The task: Word for word, transcribe the lines from the one containing "Shelf-audit tagging: for every instance of the broken" through the end of the entries, both included, and nothing else.

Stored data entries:

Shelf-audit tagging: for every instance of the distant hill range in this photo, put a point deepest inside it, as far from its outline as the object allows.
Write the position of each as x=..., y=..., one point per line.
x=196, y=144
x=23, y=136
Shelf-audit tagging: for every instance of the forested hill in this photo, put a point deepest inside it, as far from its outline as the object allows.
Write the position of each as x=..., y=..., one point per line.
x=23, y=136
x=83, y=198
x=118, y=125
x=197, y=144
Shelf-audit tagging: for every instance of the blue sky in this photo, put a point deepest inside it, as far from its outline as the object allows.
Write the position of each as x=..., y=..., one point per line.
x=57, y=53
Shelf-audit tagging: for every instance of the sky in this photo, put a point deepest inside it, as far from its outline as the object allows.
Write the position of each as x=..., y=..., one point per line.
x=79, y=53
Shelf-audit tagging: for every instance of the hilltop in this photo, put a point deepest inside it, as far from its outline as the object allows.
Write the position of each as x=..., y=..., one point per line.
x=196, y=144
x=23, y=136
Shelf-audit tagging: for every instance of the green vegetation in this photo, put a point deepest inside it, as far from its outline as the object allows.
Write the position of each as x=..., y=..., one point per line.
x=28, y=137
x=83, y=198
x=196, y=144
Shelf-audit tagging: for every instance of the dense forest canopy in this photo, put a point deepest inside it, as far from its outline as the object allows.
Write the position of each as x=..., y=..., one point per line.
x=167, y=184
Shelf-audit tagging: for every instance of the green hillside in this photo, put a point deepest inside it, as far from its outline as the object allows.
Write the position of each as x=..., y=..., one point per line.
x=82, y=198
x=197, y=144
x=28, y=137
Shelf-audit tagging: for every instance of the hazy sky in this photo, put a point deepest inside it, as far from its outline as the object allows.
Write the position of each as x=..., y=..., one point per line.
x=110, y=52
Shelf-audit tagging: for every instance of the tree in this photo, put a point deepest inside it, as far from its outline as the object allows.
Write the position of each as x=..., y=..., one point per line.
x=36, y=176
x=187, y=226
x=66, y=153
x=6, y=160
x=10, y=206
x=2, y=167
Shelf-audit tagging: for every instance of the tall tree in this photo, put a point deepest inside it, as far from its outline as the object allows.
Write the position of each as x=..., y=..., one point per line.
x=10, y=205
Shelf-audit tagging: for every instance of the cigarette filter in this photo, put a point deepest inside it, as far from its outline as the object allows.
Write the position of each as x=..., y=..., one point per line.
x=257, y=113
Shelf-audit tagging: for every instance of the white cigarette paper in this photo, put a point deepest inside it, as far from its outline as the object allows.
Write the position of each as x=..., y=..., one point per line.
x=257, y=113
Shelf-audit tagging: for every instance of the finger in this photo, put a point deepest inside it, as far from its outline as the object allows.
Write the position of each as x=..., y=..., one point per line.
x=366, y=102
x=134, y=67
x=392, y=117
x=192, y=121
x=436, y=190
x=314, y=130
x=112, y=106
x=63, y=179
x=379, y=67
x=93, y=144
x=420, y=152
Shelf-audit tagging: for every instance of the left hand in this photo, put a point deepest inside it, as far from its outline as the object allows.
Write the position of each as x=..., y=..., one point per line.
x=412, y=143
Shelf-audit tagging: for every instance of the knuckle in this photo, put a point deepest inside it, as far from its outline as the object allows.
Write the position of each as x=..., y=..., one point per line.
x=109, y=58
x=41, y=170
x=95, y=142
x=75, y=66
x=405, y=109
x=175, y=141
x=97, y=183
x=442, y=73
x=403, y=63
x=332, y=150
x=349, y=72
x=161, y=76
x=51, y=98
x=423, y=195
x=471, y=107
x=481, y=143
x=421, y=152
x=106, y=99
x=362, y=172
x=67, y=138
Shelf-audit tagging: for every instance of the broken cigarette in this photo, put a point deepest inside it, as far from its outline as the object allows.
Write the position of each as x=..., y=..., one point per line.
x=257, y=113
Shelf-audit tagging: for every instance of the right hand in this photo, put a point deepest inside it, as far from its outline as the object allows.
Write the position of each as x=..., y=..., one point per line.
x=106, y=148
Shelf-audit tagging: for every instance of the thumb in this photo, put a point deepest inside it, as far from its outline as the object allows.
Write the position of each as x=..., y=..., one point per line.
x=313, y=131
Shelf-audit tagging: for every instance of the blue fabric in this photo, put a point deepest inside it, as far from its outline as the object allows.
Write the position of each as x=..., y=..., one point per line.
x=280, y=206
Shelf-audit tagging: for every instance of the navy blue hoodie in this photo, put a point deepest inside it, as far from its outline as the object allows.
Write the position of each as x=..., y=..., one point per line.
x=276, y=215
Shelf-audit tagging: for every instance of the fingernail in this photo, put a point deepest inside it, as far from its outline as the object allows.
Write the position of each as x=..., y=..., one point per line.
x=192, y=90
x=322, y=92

Exercise output:
Shelf-audit tagging: for every instance of the broken cigarette in this photo, put a point deepest inside it, as far from its outline as the object allows.
Write the position of each as x=..., y=..., one point per line.
x=257, y=113
Shelf-audit tagging: for every instance of the right hand in this photo, put a point deepest inside it, as far from its outline as the object allows.
Write the position of each as x=..., y=..., one point per line.
x=106, y=148
Shelf-audit tagging: for every instance of the thumb in this photo, put a point deepest inside it, as far from its outline as the object allows.
Write the position of each as x=..., y=..., one point per line.
x=313, y=131
Shelf-audit tagging: for every instance of the blue fabric in this photo, put a point deepest inside it, as far from its outline as the object allows.
Write the position of each as x=..., y=..., one point per line.
x=280, y=206
Shelf-audit tagging: for every instance of the navy blue hoodie in this photo, put a point deepest inside it, as far from its outline as the object allows.
Write the position of each as x=..., y=..., one point per line.
x=276, y=215
Shelf-audit tagging: for every instance of the fingernail in this photo, put a point deepest inside it, as far from its outline as the object allows.
Write the position of each as x=..., y=..., one point per line.
x=192, y=90
x=322, y=92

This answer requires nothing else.